## Tekstfragment:

——

Broeders in Christus

Wie zijn de zonen van God?

De uitdrukking ‘zonen van God’ duidt soms op engelen, zoals in Job 38:7: “… terwijl de morgensterren tezamen juichten, en al haar zonen Gods jubelden”. Maar vaker slaat het op mensen die in een bijzondere relatie tot God staan. In Christus kunnen mensen worden aangenomen als Gods kinderen (Johannes 1:12; Galaten 3:26; Efeziërs 1:5; 1 Johannes 3:1), maar ook in het Oude Testament werden de gelovige Israëlieten zonen Gods genoemd. Een zoon lijkt op zijn vader, heeft hem lief en gehoorzaamt hem (Maleachi 1:6). En in de beschrijving van een persoon (mens of engel) als een ‘zoon van God’ is deze gedachte steeds aanwezig. De rechters in Israël droegen de verantwoordelijkheid voor het toepassen van Gods wet op de samenleving in Israël, en vanwege deze bijzondere taak worden ook zij zonen Gods genoemd. In een aanklacht tegen deze rechters zegt God: “Wel heb Ik gezegd: Jullie zijn goden, ja allen zonen van de Allerhoogste …” (Psalm 82:6). Jezus citeerde deze woorden, toen de Joden Hem van godslastering beschuldigden omdat Hij Zich Gods Zoon noemde (Johannes 10: 34-36). In Lucas 20: 35-36 lezen we: “Die waardig gekeurd zijn deel te verkrijgen aan die eeuw en aan de opstanding uit de doden, huwen niet en worden niet ten huwelijk genomen. Want zij kunnen niet meer sterven, immers zij zijn aan de engelen gelijk en zij zijn kinderen Gods”. Ook hier zien we dat de gelovigen 'kinderen van God' genoemd worden. Maar ook dat het ondenkbaar is dat engelen kinderen verwekken.

Laten we nu Genesis 6 eens onder de loep nemen. De originele Hebreeuwse woorden die in de Bijbel gebruikt worden voor ‘Zonen van God’ zijn ‘Benêj ha Elohim’. Benêj zijn de ‘zonen’; het woord ‘ben’ kennen we van namen als ben-jamin of ben-hadad. Elohim is het meervoud van ‘el’, dat sterk of machtig betekent. Dit woord el wordt vaak gebruikt als algemene naam voor God, goden en idolen. Vandaar de vertaling ‘zonen van God”. Maar een andere goede vertaling is ‘zonen van machtige mannen’, ‘zonen van overwinnaars’ of zelfs ‘krachtige jonge mannen’. Het boek Genesis maakt onderscheid tussen de nakomelingen van Seth en die van Kaïn. Genesis 5 volgt daarbij de godvrezende lijn van Seth. Adam, geschapen naar Gods gelijkenis (Lucas 3:38 zegt: Adam de zoon van God), verwekte een zoon ‘naar zijn gelijkenis’, Seth: “Toen begon men de naam des Heren aan te roepen.” Deze nakomelingen zijn allen zonen van God. Maar zij begonnen zich te vermengen met de nakomelingen van Kaïn, en werden verleid om het kwade te doen: de zonen van God misdroegen zich. Je ziet hier een parallel met de eerste zonde. De vrouw zag dat de vrucht goed was, maar ze neemt die nog niet direct. De vrucht is vervolgens een lust voor het oog, dan begeerlijk en uiteindelijk kan ze de verleiding niet weerstaan. Hier is het nog erger. Zij zien dat de vrouwen mooi zijn en bedenken zich niet: ze nemen wie ze maar willen. Dat duidt op geweld. De Here zegt dan: “Mijn Geest zal niet altoos in de mens blijven nu zij zich misgaan hebben”. Let op dat er staat dat de mens heeft zich misgaan. God geeft de mensheid nog 120 jaar, en dan komt er een oordeel: de zondvloed.

——

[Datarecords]
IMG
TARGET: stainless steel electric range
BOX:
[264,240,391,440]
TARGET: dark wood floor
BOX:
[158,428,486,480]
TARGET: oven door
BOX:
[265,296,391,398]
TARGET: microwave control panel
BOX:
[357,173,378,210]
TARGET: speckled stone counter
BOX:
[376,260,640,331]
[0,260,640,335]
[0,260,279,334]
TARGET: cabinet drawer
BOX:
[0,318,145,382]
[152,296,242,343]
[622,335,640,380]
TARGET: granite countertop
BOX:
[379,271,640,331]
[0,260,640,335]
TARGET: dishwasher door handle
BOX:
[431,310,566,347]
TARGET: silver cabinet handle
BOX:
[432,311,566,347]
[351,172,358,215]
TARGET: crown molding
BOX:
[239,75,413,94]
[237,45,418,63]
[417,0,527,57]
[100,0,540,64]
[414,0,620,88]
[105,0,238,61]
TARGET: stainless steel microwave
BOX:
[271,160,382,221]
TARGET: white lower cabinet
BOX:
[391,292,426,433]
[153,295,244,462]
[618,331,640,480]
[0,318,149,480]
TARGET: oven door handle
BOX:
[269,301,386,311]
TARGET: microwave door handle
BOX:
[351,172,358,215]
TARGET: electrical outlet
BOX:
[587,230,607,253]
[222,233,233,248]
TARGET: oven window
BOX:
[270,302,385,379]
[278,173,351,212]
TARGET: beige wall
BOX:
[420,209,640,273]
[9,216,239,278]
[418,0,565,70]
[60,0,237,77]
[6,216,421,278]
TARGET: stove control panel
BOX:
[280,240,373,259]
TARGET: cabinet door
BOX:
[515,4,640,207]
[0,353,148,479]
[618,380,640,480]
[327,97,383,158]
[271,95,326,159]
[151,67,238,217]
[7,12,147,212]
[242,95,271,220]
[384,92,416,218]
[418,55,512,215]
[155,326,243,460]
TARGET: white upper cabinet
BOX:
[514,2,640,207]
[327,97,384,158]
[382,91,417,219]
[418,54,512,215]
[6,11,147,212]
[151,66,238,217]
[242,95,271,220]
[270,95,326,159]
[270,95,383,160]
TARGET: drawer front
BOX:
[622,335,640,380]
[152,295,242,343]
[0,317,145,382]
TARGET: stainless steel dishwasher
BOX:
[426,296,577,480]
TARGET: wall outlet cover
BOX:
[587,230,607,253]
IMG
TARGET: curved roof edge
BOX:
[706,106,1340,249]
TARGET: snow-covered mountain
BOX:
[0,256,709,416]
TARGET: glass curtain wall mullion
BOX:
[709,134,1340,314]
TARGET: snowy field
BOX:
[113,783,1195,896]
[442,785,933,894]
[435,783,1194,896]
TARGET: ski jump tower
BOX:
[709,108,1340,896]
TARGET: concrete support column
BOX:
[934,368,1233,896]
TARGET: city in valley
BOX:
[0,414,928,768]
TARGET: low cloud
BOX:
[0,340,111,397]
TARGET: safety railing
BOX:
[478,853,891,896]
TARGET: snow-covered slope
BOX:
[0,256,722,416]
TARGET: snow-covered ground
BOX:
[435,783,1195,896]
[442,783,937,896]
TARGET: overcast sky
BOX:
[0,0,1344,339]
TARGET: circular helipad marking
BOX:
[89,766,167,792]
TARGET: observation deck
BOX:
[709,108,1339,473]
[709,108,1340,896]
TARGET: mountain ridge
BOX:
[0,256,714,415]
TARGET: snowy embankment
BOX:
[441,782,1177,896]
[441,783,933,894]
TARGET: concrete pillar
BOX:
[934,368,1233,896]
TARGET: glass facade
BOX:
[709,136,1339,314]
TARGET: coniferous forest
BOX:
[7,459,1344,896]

——

## Opdracht:
Herschrijf in de tekst over de zonen van God de alinea die begint met „De uitdrukking ‘zonen van God’ duidt” in een kortere vorm en behoud daarbij de belangrijkste feiten. Het materiaal staat los van de tekst.

## Uitgevoerde opdracht:
‘Zonen van God’ slaat soms op engelen (Job 38:7), maar vaker op mensen met een bijzondere band met God. In Christus kunnen mensen als Gods kinderen worden aangenomen (Johannes 1:12; Galaten 3:26; Efeziërs 1:5; 1 Johannes 3:1), en in het Oude Testament heetten de gelovige Israëlieten al zo. Steeds zit daarin de gedachte dat een zoon op zijn vader lijkt, hem liefheeft en gehoorzaamt (Maleachi 1:6). Ook de rechters in Israël, die Gods wet op de samenleving toepasten, worden zonen van de Allerhoogste genoemd (Psalm 82:6). Jezus haalde die woorden aan toen de Joden Hem van godslastering beschuldigden (Johannes 10:34-36). Volgens Lucas 20:35-36 huwen wie deel krijgen aan de opstanding niet, omdat zij aan de engelen gelijk zijn en kinderen Gods zijn. Ook daar worden de gelovigen kinderen van God genoemd, en blijkt het ondenkbaar dat engelen kinderen verwekken.